◆ Source records:
* * * * * * * * *

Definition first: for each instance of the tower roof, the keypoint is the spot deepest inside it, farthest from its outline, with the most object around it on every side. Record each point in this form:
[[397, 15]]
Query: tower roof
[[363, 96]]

* * * * * * * * *

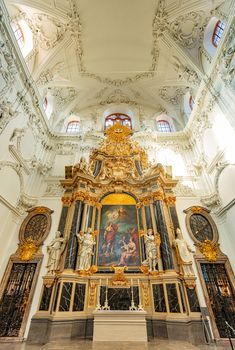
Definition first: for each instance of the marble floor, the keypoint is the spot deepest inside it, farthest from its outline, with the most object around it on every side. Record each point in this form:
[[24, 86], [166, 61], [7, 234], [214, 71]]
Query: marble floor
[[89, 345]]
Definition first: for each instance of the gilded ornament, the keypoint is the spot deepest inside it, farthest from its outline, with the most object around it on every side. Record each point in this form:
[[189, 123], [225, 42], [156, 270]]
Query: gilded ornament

* * * * * * * * *

◆ Work instruction: Scan the entries above and return each line that holds "gilded".

◆ Result of this exercise:
Definition first: for each instance of the gilded ornament, the keypoint is the spot deepest inside it, farthest from its outline, with the most object around it on every side. Record each point in this form:
Query: gilded ornament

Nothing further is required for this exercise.